## Records supplied
◆ ◆ ◆ ◆ ◆ ◆ ◆

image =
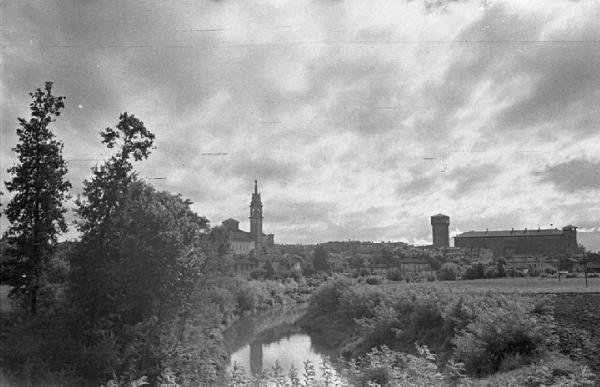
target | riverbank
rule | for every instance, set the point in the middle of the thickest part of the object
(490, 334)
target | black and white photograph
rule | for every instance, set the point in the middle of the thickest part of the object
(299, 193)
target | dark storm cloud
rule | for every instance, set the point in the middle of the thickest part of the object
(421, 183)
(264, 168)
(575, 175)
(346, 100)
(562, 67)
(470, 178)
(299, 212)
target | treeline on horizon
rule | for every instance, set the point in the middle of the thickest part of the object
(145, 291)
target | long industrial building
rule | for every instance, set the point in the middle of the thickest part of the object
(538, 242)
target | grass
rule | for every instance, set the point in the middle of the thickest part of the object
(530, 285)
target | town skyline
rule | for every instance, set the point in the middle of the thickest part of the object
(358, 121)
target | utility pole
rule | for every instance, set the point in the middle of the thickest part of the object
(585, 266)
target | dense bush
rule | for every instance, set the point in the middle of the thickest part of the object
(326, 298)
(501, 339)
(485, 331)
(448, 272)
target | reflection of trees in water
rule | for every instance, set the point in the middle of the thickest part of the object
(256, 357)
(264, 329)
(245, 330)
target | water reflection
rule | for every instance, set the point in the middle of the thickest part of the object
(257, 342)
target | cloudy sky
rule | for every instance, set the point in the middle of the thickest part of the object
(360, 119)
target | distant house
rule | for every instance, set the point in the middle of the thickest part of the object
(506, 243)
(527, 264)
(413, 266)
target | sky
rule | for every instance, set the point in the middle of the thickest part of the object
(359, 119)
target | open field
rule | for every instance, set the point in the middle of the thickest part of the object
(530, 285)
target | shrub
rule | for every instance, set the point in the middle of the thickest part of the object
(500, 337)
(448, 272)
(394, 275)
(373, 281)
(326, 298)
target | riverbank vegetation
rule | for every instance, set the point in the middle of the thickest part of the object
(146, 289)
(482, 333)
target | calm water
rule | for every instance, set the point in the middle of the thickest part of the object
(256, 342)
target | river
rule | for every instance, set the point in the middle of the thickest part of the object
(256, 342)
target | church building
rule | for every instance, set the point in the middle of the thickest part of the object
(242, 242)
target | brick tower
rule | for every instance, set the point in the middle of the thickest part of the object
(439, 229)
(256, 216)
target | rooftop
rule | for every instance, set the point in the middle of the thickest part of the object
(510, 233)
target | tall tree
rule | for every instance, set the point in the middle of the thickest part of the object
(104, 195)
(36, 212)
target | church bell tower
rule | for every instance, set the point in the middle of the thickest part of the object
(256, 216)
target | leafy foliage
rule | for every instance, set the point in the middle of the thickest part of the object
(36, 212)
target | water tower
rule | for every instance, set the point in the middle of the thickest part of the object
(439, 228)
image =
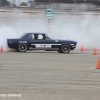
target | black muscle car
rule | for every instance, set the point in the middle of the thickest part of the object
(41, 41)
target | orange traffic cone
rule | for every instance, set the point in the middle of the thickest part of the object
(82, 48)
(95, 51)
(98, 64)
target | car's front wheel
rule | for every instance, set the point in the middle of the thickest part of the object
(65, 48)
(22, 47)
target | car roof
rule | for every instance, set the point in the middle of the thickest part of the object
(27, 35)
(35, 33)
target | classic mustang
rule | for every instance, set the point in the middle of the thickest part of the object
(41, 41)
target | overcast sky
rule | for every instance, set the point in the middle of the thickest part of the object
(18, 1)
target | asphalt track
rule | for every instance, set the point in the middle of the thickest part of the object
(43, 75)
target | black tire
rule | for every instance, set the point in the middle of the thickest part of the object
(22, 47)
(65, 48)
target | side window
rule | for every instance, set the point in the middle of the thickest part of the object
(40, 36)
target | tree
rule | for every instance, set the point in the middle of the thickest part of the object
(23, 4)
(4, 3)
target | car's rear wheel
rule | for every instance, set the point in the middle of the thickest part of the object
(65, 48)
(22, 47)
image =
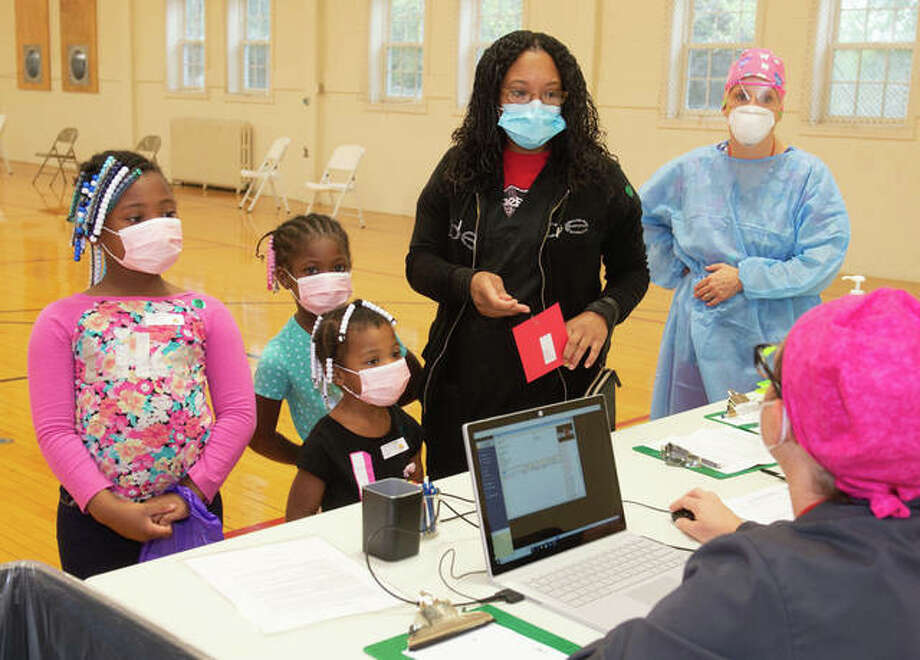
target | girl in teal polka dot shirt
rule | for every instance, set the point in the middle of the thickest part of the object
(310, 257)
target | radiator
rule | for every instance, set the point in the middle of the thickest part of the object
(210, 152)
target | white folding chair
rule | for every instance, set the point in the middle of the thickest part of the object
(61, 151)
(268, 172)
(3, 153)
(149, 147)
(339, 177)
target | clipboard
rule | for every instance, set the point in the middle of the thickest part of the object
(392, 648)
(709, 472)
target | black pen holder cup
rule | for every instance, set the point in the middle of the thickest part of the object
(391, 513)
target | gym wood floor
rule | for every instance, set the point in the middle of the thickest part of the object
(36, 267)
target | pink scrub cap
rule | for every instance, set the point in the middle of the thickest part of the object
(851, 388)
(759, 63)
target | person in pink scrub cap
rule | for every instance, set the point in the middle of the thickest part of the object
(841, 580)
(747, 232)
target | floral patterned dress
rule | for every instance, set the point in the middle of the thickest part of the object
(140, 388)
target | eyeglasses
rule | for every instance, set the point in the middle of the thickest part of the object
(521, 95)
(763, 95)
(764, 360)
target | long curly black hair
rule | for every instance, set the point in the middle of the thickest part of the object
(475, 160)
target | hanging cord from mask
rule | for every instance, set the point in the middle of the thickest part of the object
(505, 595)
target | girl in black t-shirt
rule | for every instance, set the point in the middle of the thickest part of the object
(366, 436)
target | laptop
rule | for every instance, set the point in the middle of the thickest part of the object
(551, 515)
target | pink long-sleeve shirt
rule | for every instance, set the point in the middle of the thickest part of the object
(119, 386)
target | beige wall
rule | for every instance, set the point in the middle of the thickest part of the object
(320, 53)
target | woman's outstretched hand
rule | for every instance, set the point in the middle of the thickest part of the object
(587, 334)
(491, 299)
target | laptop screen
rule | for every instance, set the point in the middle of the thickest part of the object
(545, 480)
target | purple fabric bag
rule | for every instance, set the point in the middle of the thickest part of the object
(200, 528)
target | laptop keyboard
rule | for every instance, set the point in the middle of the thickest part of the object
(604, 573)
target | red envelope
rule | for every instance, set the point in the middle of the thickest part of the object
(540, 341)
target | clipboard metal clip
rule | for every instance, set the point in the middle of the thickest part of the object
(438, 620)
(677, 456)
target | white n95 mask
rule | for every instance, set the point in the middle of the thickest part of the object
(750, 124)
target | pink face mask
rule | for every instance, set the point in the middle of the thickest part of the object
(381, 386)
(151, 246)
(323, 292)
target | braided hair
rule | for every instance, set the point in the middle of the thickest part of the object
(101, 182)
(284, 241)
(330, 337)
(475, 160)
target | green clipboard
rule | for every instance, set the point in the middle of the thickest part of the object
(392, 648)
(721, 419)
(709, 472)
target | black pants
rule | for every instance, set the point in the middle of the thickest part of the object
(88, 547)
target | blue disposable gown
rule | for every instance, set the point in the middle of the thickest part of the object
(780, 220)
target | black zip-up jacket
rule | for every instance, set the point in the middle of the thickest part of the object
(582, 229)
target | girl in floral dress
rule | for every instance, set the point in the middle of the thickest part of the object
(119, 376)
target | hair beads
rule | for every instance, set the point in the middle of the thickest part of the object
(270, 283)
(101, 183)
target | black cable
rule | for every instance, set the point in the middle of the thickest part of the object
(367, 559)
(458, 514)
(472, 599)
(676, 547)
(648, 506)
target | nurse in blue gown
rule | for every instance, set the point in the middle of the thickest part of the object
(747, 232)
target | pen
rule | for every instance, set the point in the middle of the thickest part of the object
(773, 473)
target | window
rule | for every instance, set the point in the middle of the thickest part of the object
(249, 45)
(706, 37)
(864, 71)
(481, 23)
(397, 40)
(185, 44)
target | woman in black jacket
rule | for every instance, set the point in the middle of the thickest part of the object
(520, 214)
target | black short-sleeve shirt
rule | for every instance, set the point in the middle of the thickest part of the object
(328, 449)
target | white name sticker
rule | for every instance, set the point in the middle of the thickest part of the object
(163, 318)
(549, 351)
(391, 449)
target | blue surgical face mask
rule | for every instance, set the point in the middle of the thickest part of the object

◆ ◆ ◆ ◆ ◆ ◆ ◆

## What this task involves
Could you set down, word for word, the part of the rows that opens with the line containing "target | pen" and closes with the last of the rows?

## Worked answer
target | pen
rule | for every instance, set the point in the middle of the thickest part of the object
(773, 473)
target | window
rule | for every instance, set the point in the middle of the thickest part of the object
(249, 45)
(706, 37)
(864, 71)
(481, 23)
(397, 40)
(185, 44)
target | woman in black jacket
rule | for every instance, set the point in the middle of the thickest part of the object
(520, 214)
target | black short-sleeve shirt
rule | for every instance, set the point in the middle of the thickest part of the object
(328, 449)
target | white name sticker
rule | for every instance, set the point in the middle of the thickest part of the object
(163, 318)
(549, 351)
(391, 449)
target | blue surgical face mask
rule | for every instance, set the point in the middle of the thickest part of the object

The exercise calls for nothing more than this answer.